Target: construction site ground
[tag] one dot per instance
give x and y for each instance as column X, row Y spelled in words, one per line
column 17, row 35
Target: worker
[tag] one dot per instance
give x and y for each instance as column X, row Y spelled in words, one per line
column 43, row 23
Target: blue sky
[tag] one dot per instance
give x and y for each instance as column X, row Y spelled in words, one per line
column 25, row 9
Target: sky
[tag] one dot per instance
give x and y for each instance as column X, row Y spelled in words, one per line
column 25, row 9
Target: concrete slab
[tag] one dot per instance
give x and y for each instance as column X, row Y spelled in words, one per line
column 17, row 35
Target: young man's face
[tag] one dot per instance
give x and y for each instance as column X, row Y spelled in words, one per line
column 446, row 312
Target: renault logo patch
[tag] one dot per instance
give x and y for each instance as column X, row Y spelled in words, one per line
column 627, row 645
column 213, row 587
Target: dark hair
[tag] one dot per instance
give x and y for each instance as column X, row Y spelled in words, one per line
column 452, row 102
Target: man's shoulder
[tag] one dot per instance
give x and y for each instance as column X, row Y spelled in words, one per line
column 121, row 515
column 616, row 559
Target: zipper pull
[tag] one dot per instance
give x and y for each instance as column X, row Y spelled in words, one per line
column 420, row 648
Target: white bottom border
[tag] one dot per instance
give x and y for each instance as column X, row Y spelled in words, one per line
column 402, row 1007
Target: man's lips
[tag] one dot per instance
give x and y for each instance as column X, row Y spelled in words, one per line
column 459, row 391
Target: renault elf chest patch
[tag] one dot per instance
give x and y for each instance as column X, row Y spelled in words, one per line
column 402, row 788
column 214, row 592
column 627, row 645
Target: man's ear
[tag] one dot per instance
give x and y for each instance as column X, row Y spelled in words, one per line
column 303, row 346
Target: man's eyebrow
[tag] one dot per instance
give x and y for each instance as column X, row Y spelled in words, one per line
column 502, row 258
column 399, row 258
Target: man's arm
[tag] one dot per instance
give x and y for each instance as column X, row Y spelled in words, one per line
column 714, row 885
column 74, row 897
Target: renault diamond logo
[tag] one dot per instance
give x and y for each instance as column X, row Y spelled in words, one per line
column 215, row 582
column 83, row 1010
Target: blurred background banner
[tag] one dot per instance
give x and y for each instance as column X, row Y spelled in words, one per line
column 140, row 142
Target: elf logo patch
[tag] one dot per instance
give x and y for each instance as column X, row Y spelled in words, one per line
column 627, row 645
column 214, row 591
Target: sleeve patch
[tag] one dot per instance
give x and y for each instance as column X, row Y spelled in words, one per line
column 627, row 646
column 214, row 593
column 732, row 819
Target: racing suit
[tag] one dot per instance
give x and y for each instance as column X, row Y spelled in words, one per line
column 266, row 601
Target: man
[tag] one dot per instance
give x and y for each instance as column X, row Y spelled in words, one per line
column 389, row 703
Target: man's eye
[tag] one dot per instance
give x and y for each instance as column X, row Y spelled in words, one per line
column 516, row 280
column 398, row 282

▶ [Exercise objective]: Reproduce all the entries above. Match them exactly.

▶ [Expected output]:
Target: construction site ground
[tag] one dot per instance
give x and y for each instance as column X, row Y spelled in words, one per line
column 17, row 35
Target: worker
[tag] one dot per instance
give x and y for each instance as column X, row Y spelled in words, one per line
column 43, row 23
Target: blue sky
[tag] one dot per instance
give x and y for each instance as column X, row Y spelled in words, one per line
column 25, row 9
Target: sky
[tag] one dot per instance
give x and y for each instance as column X, row Y spelled in words, one per line
column 25, row 9
Target: concrete slab
[tag] one dot per instance
give x and y for each instance as column X, row Y spelled in words, one per line
column 17, row 35
Target: young man's face
[tag] one dot per instance
give x and y for each instance as column X, row Y spelled in words, one per line
column 446, row 312
Target: renault logo patch
[tag] one dot per instance
give x and y for each instance as column X, row Y spelled in words, one per line
column 627, row 645
column 213, row 587
Target: dark hair
[tag] one dot per instance
give x and y for each instance as column X, row Y spelled in words, one per line
column 452, row 102
Target: man's shoulder
[tag] one dot per instance
give x and y for each instance as column X, row Y spelled in words, one per line
column 121, row 515
column 616, row 559
Target: zipper pull
[tag] one dot per instance
give x and y for each instance as column X, row Y spelled in words, one per line
column 420, row 648
Target: white bottom border
[tag] one dot per instance
give x and y for each instance as column X, row Y spelled in words, one per line
column 402, row 1007
Target: man's lips
[tag] one dot per instance
give x and y for each instance as column X, row Y spelled in words, one per line
column 459, row 391
Target: renault elf chest patch
[tag] one dot per instance
give x and y for each instance as column X, row Y spelled in words, one per line
column 402, row 788
column 214, row 592
column 627, row 645
Target: man's ear
[tag] one dot per instance
give x and y for each instance as column X, row Y spelled in words, one per line
column 303, row 346
Target: man's eyebrow
[tag] one dot per instance
give x and y for each instance as column X, row Y spelled in words, one per line
column 502, row 258
column 399, row 258
Target: man's arm
[tag] one dot per instance
give x and y for each instance as column X, row Y spelled in words, one per line
column 714, row 885
column 74, row 897
Target: renault diamond logo
[tag] one dot per instance
give x and y for each instance as column X, row Y spelled in words, one per line
column 215, row 582
column 83, row 1010
Target: blurred background banner
[tag] one dot per instance
give x and y for each instance as column X, row Y spelled in words, one per line
column 140, row 142
Target: elf logo patch
[tag] one dot per instance
give x and y for each instance as column X, row Y spelled in words, one per line
column 627, row 645
column 214, row 591
Target: sleeve patch
[tag] one dot per instance
give x and y for each instance as column X, row Y spelled in words, one per line
column 627, row 646
column 214, row 593
column 732, row 819
Target: racing suit
[tag] one dot per instance
give x and y for each instance as column X, row Y spelled in words, one per line
column 266, row 601
Target: man
[tag] one dot per instance
give x and y for each instance as column X, row Y spelled in words, one per line
column 389, row 703
Target: man's eye
[tag] one dot per instance
give x and y for each instance as column X, row Y spelled in words, one per line
column 516, row 280
column 398, row 282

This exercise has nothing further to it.